***** DATA FOR THE TASK *****

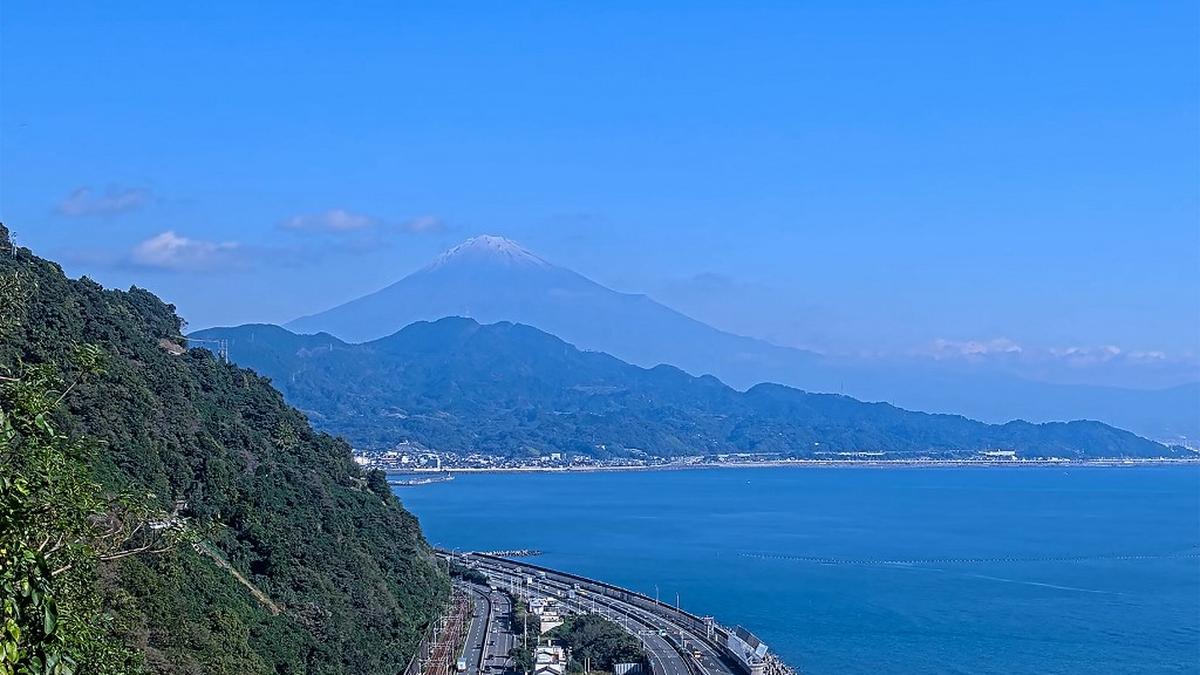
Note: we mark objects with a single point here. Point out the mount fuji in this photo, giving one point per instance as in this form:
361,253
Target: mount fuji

*****
***** DATA FOR THE TASK *****

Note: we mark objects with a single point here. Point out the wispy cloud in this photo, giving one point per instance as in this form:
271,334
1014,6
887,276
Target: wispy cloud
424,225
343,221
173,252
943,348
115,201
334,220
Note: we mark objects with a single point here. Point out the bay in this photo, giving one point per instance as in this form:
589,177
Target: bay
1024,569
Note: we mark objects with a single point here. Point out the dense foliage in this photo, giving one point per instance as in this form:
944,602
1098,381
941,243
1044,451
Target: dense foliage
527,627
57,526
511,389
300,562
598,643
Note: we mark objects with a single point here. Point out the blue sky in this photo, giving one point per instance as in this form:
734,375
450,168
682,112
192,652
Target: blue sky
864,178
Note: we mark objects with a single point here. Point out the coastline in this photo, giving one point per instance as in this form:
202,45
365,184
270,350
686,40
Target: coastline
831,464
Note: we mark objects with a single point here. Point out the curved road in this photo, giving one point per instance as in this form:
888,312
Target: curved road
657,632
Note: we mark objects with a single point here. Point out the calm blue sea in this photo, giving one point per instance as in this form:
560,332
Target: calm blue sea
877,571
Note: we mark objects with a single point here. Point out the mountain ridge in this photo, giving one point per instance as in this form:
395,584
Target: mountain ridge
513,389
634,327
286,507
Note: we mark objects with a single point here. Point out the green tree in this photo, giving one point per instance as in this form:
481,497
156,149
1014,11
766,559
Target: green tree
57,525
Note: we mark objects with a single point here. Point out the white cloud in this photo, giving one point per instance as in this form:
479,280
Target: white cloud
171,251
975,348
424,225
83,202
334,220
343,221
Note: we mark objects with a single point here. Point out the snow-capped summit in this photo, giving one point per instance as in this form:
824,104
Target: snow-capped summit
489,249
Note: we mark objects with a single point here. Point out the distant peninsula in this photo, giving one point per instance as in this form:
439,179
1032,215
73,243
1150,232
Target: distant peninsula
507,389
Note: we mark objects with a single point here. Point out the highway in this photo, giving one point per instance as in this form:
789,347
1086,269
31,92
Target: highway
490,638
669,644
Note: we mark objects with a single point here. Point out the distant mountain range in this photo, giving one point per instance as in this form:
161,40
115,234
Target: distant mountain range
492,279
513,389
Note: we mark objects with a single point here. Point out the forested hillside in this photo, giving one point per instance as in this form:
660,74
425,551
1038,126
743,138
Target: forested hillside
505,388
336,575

*****
***** DATA FOR THE TASK *****

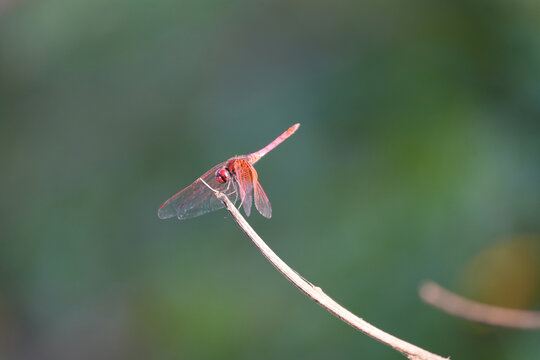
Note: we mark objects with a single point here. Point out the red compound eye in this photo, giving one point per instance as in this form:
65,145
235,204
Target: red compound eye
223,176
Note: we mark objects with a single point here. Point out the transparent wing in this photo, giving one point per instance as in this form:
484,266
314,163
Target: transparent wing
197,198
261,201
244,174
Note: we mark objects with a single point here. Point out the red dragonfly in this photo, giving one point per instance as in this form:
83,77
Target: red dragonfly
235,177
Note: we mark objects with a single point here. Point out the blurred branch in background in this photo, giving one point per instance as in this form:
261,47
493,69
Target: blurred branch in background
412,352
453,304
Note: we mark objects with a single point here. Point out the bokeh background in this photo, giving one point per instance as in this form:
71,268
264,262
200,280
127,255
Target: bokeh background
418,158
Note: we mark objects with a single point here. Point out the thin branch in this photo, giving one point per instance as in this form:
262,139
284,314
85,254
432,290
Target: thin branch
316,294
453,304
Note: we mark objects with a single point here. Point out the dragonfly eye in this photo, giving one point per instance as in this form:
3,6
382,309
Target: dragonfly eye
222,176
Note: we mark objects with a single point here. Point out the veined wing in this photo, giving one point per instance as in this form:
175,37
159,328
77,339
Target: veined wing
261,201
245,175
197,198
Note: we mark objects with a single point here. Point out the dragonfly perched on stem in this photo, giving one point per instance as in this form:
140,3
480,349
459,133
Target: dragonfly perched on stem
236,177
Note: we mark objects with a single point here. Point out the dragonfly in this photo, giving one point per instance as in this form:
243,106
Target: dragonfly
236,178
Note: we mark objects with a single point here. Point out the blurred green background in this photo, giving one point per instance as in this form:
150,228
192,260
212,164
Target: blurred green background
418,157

*****

CHALLENGE:
Count the lines in the rows above that contain the word "tree", and reply with that number only.

COMPLETED EXERCISE:
2